> [Action item]: Look through the data below for the line with "box: [0, 205, 592, 242]" and the line with "box: [0, 273, 600, 450]", then output those two and all lines in between, exactly as written.

> [Records supplied]:
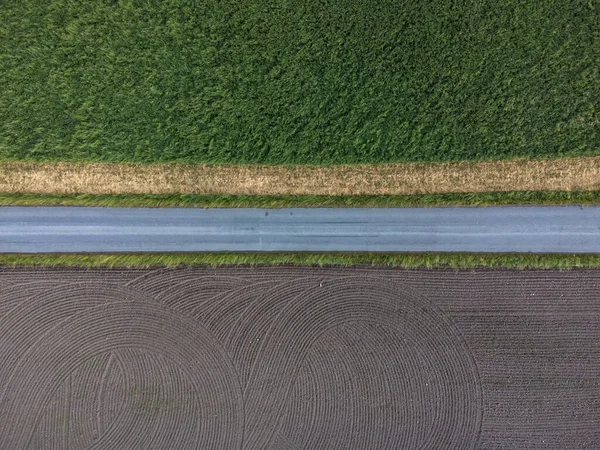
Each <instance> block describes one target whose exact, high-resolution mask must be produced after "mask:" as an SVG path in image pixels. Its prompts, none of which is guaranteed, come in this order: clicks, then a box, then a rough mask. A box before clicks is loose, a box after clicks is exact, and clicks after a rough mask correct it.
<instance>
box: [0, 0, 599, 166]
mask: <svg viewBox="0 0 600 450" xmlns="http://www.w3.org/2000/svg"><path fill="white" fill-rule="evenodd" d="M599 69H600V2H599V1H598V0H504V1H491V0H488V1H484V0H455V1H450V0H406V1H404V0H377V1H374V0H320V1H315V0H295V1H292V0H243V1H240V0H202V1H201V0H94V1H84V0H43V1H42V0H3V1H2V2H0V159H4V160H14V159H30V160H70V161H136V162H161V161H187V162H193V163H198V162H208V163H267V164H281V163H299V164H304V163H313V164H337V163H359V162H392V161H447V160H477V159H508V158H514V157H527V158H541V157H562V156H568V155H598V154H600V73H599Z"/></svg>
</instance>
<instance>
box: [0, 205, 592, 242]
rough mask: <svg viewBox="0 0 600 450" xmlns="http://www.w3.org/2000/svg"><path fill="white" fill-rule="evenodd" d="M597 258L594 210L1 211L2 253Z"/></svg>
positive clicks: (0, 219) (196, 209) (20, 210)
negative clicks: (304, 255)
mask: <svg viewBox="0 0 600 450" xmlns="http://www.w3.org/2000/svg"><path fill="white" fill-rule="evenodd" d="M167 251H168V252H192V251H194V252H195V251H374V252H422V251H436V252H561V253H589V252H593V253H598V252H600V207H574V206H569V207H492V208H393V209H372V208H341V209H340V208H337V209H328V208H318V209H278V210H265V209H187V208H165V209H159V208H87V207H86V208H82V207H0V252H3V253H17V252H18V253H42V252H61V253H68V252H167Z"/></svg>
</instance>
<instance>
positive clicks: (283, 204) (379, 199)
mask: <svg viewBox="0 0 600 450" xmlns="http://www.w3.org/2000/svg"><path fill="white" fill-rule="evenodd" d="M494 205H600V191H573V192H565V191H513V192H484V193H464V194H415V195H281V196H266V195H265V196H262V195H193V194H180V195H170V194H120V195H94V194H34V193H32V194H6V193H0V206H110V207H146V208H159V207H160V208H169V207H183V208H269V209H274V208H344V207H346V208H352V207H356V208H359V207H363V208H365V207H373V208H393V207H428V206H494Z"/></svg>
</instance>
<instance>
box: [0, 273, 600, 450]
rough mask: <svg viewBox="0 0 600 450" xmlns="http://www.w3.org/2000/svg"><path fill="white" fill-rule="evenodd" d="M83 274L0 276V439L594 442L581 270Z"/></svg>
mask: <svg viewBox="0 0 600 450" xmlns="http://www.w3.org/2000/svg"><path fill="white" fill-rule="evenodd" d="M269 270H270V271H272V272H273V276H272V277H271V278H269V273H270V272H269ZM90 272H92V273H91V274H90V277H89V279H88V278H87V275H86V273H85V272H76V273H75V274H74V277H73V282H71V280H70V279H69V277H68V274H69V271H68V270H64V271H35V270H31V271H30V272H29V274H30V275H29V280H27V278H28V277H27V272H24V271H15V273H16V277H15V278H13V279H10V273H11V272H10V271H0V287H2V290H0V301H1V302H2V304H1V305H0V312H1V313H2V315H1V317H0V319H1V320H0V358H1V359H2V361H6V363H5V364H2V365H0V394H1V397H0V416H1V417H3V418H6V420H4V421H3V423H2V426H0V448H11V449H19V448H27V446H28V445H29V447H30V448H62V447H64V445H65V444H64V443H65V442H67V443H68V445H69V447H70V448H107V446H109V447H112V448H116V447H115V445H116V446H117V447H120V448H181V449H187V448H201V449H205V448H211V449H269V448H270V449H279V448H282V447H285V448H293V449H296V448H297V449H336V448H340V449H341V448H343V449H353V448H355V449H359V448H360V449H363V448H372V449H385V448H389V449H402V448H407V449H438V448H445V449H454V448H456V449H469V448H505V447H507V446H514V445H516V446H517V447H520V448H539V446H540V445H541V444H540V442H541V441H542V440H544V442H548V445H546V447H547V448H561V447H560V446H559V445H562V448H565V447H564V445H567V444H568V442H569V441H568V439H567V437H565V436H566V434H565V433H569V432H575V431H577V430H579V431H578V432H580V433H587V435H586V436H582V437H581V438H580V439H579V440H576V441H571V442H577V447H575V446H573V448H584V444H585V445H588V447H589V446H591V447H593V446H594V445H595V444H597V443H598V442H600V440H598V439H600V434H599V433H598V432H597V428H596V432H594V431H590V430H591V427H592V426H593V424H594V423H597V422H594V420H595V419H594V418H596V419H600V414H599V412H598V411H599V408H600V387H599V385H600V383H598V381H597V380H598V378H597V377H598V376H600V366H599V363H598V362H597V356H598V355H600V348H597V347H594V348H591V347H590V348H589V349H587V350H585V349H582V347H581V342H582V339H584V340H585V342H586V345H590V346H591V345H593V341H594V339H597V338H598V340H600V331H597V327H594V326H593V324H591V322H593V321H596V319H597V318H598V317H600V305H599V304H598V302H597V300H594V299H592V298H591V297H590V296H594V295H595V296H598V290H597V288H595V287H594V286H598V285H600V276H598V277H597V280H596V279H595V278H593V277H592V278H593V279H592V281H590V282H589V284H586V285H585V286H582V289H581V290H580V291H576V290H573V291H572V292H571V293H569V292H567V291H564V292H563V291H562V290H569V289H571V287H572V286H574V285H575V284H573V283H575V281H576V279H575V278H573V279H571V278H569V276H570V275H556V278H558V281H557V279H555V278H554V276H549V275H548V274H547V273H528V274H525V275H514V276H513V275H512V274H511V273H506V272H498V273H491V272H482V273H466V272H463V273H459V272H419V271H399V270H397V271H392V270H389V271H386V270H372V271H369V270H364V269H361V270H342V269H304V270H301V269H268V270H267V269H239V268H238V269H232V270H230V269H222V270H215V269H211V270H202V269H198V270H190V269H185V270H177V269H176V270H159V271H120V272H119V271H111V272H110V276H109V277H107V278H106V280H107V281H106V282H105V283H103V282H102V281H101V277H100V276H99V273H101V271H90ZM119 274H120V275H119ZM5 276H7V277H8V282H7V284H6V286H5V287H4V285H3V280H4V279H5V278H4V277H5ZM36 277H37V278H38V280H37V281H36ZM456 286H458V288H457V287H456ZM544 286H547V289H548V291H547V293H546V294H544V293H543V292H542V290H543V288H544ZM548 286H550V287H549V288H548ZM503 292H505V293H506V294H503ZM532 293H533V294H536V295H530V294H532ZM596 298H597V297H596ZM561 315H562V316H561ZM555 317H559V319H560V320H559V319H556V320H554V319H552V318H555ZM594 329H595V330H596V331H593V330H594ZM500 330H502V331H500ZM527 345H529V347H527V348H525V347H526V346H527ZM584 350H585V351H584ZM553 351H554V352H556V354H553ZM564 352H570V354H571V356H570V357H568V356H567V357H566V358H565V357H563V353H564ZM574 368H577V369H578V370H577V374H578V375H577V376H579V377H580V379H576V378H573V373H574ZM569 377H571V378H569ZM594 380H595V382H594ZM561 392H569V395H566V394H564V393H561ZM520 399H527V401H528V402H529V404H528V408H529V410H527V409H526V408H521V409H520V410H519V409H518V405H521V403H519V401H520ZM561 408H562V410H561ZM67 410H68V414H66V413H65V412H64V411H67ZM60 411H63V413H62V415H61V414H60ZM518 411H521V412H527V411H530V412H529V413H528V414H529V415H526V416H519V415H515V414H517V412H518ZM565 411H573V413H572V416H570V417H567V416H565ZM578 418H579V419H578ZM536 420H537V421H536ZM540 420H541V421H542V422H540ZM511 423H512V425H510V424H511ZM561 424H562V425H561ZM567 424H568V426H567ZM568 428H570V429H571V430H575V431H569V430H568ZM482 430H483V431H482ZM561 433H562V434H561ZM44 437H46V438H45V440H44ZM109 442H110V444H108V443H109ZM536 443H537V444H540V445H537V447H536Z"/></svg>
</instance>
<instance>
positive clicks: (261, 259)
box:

> [Answer space]:
box: [0, 205, 592, 242]
rough mask: <svg viewBox="0 0 600 450" xmlns="http://www.w3.org/2000/svg"><path fill="white" fill-rule="evenodd" d="M597 258L594 210L1 211L2 253Z"/></svg>
positive clicks: (0, 219) (196, 209) (20, 210)
negative clicks: (304, 255)
mask: <svg viewBox="0 0 600 450" xmlns="http://www.w3.org/2000/svg"><path fill="white" fill-rule="evenodd" d="M167 251H168V252H192V251H194V252H195V251H374V252H422V251H436V252H561V253H589V252H593V253H598V252H600V207H574V206H569V207H492V208H393V209H372V208H341V209H340V208H337V209H328V208H318V209H278V210H265V209H187V208H165V209H159V208H87V207H86V208H82V207H0V252H3V253H17V252H18V253H42V252H61V253H68V252H167Z"/></svg>
</instance>
<instance>
positive clicks: (283, 204) (379, 199)
mask: <svg viewBox="0 0 600 450" xmlns="http://www.w3.org/2000/svg"><path fill="white" fill-rule="evenodd" d="M494 205H600V191H573V192H565V191H513V192H484V193H464V194H415V195H281V196H266V195H265V196H262V195H193V194H180V195H170V194H120V195H94V194H34V193H32V194H6V193H0V206H110V207H146V208H159V207H160V208H169V207H183V208H269V209H274V208H344V207H346V208H352V207H356V208H359V207H363V208H365V207H373V208H393V207H428V206H494Z"/></svg>
</instance>
<instance>
box: [0, 273, 600, 450]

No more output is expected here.